PROBLEM STATEMENT | Reproduce only the top of the records, down to and including the line containing "drop a dot on every instance of the green tree".

RECORDS |
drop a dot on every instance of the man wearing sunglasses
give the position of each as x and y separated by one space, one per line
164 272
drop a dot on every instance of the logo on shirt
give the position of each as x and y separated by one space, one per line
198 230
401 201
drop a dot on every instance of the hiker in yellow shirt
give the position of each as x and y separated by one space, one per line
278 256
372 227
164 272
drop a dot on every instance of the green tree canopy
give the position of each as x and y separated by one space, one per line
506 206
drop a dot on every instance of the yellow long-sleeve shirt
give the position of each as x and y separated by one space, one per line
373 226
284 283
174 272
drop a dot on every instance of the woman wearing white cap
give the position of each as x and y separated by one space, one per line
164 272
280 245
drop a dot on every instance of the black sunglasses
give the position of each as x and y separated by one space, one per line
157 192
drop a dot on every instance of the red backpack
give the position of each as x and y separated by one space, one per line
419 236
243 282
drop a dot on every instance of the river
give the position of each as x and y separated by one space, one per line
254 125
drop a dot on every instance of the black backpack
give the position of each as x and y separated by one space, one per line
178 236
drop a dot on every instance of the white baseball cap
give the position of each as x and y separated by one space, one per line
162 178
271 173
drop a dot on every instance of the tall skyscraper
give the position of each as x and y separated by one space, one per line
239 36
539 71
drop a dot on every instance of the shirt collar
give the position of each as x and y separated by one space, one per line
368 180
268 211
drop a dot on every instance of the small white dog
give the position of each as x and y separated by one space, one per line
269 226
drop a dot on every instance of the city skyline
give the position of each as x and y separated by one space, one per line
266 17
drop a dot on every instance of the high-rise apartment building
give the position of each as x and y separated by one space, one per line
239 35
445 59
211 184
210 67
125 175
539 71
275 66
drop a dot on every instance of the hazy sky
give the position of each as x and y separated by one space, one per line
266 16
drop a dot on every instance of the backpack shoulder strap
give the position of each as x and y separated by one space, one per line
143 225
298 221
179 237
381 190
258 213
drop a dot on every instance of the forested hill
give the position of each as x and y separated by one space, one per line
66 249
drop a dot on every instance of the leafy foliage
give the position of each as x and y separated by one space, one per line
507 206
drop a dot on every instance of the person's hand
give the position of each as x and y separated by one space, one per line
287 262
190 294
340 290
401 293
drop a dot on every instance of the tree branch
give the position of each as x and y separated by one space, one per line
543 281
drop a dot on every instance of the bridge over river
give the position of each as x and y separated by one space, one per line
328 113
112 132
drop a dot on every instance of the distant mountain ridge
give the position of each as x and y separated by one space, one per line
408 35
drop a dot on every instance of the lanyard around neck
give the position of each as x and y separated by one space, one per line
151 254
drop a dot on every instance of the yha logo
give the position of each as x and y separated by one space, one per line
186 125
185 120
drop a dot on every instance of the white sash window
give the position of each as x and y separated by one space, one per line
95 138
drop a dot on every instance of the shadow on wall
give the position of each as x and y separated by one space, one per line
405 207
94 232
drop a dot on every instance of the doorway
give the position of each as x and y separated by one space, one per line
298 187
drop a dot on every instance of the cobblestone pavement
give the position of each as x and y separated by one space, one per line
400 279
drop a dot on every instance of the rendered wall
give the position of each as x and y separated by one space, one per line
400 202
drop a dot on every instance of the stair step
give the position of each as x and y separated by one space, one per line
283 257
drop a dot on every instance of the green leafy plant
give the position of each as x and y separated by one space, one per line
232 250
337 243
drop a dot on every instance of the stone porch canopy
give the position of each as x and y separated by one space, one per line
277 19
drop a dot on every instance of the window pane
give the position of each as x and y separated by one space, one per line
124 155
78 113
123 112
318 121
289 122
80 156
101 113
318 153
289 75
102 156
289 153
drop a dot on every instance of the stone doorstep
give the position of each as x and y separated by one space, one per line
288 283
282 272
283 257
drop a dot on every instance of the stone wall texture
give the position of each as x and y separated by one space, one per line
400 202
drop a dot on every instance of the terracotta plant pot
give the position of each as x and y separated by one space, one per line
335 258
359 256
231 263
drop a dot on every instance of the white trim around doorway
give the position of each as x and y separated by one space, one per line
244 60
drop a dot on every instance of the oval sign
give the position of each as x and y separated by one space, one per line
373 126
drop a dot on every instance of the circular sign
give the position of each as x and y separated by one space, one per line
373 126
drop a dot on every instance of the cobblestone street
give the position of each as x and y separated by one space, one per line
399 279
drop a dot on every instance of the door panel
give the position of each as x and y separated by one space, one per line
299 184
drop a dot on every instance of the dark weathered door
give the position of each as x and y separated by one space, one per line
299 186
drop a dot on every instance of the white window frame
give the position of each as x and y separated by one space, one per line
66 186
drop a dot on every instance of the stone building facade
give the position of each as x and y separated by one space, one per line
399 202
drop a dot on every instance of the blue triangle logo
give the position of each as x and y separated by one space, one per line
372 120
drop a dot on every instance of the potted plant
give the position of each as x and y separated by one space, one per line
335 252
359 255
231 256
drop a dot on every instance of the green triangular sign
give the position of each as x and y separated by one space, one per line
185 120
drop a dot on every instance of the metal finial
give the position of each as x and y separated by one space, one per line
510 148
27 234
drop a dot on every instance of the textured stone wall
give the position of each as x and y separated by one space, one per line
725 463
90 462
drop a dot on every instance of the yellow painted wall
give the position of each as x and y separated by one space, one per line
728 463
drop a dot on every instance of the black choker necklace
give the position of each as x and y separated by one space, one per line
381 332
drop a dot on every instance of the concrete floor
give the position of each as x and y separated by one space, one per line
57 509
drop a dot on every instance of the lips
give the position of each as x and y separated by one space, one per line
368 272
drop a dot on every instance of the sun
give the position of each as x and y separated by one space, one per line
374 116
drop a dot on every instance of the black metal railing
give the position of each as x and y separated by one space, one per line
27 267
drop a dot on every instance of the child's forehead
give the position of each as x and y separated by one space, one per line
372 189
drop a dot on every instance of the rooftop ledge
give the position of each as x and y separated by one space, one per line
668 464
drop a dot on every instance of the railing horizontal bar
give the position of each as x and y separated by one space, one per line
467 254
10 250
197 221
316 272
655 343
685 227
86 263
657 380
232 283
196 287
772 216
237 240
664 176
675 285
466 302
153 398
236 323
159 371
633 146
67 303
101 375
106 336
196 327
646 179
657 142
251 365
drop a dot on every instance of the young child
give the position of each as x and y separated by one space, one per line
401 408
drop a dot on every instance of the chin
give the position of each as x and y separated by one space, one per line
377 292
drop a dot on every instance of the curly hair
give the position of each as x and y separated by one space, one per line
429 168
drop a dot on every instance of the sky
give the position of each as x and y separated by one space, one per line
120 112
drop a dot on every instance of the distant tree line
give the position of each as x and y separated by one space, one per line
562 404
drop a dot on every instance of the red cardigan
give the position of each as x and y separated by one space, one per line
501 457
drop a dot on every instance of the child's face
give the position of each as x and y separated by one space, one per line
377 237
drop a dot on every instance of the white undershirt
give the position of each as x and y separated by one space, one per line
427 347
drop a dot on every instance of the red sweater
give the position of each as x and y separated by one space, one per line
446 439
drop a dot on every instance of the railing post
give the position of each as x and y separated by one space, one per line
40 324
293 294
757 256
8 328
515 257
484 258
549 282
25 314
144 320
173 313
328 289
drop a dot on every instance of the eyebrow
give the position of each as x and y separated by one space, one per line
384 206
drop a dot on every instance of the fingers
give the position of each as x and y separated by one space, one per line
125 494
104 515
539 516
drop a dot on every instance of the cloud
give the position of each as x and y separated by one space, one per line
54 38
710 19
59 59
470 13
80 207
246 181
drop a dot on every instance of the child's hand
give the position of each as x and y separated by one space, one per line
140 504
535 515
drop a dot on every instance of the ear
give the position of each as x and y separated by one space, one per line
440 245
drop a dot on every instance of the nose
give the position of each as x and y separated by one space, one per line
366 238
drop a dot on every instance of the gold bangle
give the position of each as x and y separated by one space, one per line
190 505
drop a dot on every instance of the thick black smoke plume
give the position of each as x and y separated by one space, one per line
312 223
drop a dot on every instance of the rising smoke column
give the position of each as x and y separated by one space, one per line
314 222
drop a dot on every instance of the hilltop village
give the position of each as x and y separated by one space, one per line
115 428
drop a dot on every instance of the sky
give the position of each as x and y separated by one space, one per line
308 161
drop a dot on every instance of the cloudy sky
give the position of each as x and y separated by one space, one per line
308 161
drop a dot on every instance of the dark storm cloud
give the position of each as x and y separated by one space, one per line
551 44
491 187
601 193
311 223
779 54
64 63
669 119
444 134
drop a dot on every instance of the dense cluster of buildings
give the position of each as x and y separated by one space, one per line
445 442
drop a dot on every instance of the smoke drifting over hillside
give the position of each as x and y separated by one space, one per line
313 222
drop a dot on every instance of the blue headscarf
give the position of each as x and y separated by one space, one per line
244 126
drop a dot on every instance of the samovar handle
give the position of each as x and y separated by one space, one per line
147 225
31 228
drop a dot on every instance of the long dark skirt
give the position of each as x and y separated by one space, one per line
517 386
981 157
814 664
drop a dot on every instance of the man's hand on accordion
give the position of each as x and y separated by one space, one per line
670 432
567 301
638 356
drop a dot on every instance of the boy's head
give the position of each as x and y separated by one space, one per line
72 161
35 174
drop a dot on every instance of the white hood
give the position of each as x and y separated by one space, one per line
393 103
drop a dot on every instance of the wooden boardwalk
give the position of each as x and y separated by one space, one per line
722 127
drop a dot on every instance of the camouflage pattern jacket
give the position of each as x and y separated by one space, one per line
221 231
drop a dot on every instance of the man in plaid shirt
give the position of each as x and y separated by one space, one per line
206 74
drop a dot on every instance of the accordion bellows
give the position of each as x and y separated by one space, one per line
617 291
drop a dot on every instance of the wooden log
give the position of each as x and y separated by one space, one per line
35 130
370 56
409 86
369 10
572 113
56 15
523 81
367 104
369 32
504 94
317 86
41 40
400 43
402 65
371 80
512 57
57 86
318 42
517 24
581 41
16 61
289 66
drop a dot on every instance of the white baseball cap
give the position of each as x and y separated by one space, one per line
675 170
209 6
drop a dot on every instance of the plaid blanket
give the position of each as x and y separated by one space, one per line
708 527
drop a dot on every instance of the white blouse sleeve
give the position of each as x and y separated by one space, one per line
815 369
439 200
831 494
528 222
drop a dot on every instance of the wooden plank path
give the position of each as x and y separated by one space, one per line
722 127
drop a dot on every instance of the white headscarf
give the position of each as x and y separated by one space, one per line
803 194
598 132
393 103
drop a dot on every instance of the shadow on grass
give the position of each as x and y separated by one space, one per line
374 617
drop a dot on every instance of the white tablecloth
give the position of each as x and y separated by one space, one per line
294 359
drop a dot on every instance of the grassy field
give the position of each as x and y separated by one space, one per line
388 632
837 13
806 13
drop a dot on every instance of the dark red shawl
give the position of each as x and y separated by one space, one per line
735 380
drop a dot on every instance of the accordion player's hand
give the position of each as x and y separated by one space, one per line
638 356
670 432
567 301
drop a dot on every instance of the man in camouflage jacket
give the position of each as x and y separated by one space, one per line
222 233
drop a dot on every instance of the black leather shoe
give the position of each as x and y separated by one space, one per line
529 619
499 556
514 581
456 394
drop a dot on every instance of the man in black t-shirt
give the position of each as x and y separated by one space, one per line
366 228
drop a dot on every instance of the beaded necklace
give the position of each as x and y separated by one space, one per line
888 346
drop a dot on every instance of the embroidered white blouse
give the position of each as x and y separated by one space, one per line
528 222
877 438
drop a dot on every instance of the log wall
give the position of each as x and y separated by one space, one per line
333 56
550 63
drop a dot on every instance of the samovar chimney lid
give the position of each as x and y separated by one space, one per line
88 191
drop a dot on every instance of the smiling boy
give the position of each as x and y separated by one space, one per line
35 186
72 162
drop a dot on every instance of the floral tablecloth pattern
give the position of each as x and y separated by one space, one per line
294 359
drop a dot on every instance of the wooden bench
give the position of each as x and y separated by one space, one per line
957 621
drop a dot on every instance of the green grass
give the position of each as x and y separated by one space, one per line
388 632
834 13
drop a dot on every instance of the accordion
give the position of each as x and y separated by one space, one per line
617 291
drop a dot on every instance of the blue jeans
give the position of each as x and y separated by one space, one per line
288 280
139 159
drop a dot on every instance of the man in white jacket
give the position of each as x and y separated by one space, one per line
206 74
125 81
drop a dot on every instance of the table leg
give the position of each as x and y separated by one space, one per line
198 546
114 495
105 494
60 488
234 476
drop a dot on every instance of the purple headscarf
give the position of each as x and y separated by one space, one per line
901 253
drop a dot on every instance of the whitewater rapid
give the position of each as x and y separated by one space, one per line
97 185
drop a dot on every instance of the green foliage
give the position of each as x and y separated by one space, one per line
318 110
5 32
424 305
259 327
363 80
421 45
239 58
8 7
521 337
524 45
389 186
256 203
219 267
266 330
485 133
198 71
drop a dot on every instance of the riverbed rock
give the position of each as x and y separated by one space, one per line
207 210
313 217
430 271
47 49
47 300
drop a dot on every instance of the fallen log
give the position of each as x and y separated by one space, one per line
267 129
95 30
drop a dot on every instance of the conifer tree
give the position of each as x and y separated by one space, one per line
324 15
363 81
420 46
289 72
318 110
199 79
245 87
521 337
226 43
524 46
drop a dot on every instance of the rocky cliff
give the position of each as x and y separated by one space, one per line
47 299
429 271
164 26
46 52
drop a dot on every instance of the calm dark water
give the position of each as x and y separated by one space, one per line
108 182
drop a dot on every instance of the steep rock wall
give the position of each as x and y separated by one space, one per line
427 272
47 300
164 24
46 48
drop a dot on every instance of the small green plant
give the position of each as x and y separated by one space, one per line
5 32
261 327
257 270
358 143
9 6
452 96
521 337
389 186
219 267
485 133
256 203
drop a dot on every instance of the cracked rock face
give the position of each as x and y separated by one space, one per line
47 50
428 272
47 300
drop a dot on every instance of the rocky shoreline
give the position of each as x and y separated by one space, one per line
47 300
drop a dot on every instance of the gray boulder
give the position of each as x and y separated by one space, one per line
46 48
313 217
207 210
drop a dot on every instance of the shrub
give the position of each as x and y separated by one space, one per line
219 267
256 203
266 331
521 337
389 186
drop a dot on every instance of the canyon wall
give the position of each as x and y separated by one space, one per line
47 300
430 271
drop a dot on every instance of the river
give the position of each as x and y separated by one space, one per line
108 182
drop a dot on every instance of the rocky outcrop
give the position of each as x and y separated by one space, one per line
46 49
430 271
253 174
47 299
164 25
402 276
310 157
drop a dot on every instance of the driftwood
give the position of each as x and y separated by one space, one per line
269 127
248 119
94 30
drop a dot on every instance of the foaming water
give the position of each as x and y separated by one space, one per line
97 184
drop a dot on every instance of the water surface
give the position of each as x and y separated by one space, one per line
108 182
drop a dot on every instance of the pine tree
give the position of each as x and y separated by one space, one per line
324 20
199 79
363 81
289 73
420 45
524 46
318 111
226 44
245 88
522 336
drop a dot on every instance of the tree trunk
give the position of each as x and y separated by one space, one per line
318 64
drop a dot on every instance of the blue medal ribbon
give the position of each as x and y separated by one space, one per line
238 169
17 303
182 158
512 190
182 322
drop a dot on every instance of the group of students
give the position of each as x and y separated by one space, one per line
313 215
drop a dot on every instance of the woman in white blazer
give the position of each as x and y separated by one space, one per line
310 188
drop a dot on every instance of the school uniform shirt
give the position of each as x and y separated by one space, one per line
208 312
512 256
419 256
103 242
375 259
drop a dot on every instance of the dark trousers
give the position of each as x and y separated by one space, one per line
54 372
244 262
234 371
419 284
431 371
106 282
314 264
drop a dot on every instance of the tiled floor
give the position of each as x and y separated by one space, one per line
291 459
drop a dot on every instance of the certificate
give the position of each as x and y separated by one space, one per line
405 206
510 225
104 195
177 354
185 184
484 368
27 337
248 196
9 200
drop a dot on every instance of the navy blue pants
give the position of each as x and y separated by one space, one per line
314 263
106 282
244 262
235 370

YOUR RESPONSE |
drop a dot on every instance of the man wearing sunglasses
give the position of each as x and y separated by one space, one per line
164 272
drop a dot on every instance of the logo on shirt
give the position of each as x and y separated by one space, one per line
198 230
401 201
drop a dot on every instance of the hiker in yellow shirt
give the position of each as x and y separated by one space, one per line
278 256
372 227
164 272
drop a dot on every instance of the green tree canopy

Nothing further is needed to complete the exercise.